[EXCERPTED RECORDS]:
_ _ _ _ _
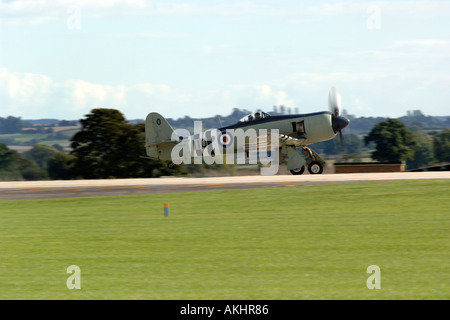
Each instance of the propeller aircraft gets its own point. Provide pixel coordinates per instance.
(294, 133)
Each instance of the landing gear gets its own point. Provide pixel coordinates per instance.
_ _ _ _ _
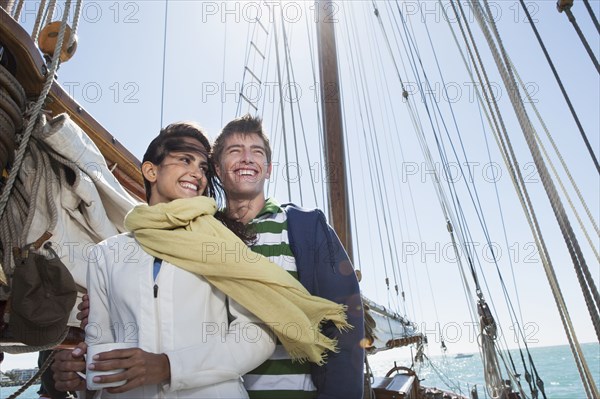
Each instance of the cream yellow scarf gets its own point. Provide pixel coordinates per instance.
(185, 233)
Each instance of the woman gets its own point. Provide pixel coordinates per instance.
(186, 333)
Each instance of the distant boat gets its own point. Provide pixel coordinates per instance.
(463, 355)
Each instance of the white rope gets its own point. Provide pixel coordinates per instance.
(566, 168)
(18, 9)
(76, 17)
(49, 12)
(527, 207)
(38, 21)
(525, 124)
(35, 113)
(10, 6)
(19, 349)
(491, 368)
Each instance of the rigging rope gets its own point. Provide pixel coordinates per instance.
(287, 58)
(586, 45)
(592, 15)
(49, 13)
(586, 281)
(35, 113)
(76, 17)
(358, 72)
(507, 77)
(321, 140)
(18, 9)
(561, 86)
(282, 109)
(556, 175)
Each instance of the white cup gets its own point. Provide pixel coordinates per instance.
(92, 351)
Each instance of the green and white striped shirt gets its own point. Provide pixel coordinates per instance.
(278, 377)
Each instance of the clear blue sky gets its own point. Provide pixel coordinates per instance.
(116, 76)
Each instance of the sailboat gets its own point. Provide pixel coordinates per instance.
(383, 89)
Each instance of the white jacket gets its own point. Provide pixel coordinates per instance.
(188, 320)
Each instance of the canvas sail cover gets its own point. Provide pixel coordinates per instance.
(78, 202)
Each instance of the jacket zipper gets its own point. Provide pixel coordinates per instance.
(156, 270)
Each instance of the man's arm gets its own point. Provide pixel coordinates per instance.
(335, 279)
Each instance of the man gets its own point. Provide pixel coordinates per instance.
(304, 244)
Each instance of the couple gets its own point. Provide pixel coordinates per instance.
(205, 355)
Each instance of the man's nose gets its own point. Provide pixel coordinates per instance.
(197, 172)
_ _ _ _ _
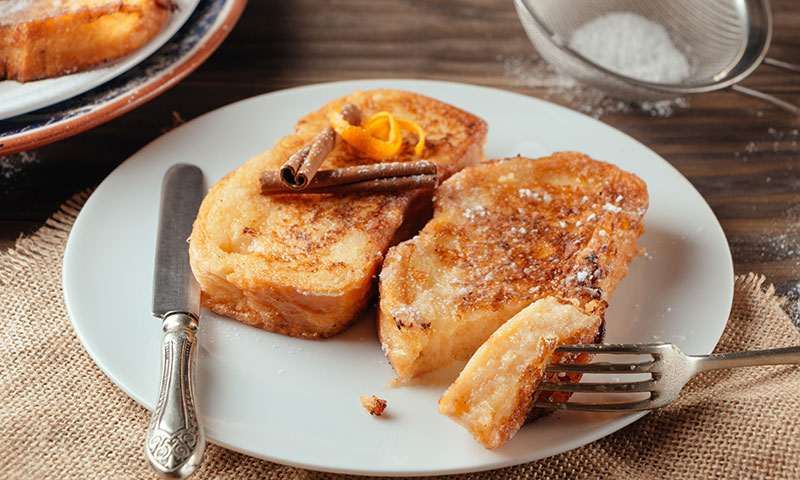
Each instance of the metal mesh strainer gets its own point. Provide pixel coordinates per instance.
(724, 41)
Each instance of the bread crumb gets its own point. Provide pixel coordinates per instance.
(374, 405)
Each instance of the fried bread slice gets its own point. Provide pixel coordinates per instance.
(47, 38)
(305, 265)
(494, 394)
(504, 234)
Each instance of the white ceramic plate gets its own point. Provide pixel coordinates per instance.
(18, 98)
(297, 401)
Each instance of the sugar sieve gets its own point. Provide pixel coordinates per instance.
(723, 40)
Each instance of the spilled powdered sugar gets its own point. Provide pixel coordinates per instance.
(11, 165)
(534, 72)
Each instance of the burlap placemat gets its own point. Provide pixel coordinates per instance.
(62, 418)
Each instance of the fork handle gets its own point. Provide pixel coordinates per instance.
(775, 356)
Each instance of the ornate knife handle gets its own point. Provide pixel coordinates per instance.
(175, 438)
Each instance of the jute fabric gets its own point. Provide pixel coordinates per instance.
_ _ _ _ _
Reproduce, unchanged, the part that opens with the line containing "Each instance of the sugar" and closes with the line containing "Each instance of the jute", both of those lines included.

[COMPLETED EXERCISE]:
Each instance of the sugar sieve gets its own point. Provide pixel coordinates per instance.
(723, 40)
Each instance of the spilled powdered sugar gets its own point. Provide pixel coordinates per instance.
(11, 165)
(534, 72)
Each instance of the burlap placemat gets its own point. Provide pixel coordinates per instance.
(62, 418)
Each instance of the fork handle gets its own point. Provide pixel coordinates per instance.
(775, 356)
Each instance of the ornate knife handle gets its own point. Provide pixel coordinates per instance.
(175, 438)
Each instance of the jute fabric gets its own point. Provide pixel coordinates per instance.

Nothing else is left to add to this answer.